> ENTRIES PROVIDED:
+-------+

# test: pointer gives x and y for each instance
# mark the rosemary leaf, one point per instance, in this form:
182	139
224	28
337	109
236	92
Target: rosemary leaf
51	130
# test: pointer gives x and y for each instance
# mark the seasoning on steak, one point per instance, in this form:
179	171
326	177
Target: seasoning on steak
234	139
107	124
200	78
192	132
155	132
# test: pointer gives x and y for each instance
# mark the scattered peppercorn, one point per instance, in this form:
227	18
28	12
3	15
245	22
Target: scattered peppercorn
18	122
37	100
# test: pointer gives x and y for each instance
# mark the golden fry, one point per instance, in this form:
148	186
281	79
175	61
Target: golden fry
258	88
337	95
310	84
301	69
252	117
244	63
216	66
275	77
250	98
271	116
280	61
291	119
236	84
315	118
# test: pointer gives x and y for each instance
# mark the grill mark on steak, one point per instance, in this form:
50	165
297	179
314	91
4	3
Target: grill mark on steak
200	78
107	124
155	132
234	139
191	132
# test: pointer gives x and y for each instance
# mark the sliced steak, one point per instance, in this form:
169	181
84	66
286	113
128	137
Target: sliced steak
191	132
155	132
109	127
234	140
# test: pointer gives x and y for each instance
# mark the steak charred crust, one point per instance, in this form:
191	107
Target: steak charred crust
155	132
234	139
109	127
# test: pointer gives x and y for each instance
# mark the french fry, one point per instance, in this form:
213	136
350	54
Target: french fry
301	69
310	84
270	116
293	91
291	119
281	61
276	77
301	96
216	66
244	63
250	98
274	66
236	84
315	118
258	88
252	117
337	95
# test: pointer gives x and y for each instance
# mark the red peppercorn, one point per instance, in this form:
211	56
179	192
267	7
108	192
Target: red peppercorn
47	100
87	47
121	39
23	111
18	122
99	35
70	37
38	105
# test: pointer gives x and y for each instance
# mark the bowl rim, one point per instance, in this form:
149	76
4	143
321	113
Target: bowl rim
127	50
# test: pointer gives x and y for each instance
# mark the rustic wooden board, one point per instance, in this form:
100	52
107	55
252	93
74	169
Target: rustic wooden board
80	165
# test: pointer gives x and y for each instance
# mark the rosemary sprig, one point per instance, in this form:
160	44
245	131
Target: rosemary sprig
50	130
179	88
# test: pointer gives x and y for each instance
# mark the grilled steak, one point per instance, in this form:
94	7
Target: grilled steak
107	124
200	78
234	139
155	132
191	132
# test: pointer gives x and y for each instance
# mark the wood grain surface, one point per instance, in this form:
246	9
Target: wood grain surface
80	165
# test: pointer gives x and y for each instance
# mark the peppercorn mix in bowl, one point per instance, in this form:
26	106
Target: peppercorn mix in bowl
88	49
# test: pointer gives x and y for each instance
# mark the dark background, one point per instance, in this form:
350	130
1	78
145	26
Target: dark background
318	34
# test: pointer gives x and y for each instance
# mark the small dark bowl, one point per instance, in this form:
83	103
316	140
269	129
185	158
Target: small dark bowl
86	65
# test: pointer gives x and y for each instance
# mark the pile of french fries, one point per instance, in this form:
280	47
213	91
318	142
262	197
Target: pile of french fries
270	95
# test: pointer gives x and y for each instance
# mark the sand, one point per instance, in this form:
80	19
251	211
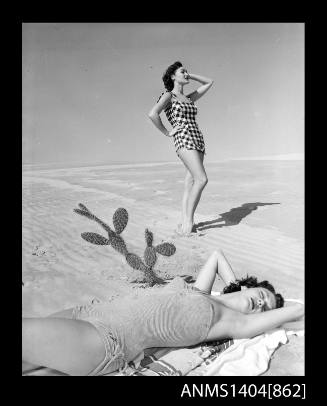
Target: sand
253	210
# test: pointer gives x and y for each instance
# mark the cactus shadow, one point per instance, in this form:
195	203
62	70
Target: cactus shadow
231	218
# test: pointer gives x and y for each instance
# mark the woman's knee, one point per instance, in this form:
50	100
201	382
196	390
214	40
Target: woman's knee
201	181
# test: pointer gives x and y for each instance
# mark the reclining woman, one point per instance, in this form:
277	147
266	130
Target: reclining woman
100	338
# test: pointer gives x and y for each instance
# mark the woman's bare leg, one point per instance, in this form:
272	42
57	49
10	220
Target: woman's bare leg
188	184
193	161
70	346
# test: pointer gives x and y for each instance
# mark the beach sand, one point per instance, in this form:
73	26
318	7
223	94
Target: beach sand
252	210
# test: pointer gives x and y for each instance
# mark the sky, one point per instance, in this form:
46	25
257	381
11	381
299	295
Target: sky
87	89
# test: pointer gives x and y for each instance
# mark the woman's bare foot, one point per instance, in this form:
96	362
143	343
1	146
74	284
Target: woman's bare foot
187	228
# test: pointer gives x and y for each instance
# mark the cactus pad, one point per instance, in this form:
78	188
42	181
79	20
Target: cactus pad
150	256
148	238
120	220
118	244
135	262
95	238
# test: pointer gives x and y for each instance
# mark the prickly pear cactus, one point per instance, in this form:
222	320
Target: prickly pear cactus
120	220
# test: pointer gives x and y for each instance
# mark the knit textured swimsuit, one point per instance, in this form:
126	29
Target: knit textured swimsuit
175	316
183	114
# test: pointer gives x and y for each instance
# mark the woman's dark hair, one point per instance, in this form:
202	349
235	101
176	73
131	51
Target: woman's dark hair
168	82
252	282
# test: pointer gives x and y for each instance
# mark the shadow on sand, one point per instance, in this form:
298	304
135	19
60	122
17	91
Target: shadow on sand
230	218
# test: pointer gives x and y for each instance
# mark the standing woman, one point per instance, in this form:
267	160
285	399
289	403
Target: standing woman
188	139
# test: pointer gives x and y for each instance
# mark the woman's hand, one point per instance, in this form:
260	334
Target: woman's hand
175	130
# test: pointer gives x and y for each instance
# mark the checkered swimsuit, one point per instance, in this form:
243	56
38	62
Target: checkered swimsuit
183	114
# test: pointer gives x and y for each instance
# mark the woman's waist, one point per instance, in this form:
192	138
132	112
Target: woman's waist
183	124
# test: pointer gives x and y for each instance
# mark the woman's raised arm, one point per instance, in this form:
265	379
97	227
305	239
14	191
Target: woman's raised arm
154	113
200	91
216	264
233	324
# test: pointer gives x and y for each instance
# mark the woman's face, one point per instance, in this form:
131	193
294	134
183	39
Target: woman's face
252	300
181	76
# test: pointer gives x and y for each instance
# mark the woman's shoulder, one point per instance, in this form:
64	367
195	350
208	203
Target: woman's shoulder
165	96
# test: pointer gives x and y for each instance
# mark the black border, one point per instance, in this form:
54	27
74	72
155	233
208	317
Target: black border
153	391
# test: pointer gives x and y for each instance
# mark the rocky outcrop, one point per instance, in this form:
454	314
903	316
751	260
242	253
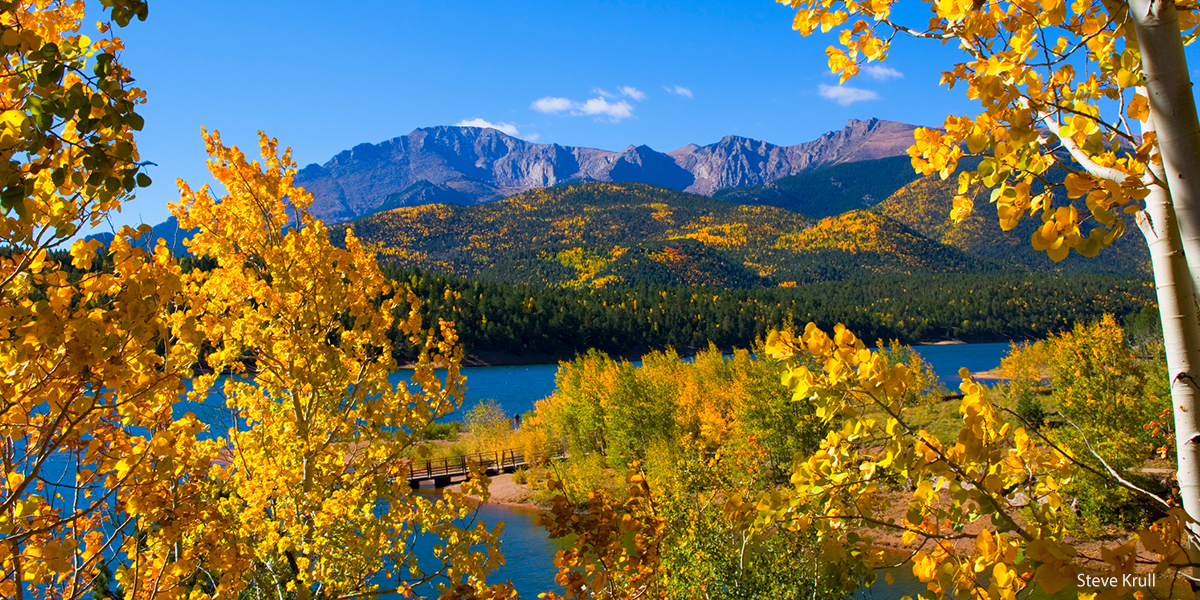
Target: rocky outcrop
465	165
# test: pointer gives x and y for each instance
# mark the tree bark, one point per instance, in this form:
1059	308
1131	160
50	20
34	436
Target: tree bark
1181	331
1165	69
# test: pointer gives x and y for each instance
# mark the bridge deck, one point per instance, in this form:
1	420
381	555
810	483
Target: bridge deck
441	471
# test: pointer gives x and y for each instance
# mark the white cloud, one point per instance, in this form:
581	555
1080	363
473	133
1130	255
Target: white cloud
845	95
679	90
598	106
634	93
551	105
882	72
511	130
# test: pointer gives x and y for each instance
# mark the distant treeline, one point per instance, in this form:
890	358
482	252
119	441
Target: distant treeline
519	319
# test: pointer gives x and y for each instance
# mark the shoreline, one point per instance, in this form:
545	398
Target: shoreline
504	492
504	359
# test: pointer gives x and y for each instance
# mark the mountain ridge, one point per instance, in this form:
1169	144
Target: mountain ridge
359	181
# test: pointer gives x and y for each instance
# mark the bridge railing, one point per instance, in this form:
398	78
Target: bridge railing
499	460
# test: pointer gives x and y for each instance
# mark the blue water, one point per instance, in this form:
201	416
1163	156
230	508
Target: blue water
528	553
947	359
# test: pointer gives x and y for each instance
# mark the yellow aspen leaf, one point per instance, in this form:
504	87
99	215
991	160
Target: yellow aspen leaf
1139	107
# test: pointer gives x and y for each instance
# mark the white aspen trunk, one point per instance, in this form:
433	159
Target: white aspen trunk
1171	102
1181	333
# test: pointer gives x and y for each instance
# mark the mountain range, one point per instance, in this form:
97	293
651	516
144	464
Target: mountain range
481	204
450	165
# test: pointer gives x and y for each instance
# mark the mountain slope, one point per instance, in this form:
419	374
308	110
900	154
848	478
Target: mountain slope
829	191
925	204
364	179
598	234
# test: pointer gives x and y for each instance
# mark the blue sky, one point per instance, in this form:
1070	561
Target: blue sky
601	73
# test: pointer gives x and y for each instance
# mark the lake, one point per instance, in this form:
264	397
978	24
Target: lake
516	388
529	555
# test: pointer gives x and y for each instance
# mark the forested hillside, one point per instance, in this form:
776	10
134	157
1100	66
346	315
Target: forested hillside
924	205
604	234
507	321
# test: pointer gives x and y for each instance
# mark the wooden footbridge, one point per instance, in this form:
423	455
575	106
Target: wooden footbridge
442	471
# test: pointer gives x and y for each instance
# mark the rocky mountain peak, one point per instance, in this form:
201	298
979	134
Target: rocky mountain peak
367	177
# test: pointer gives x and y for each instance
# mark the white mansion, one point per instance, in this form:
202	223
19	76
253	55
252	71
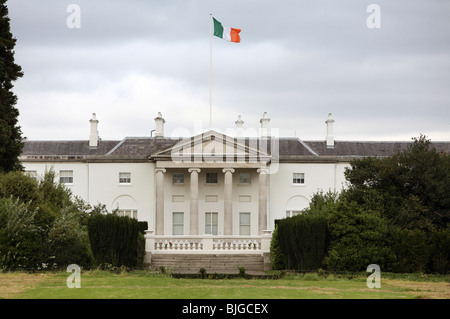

+-------+

> WORK REQUIRED: How many lines of the records contain the word "grain"? Give only the number.

> REPLY TO THE TASK: 2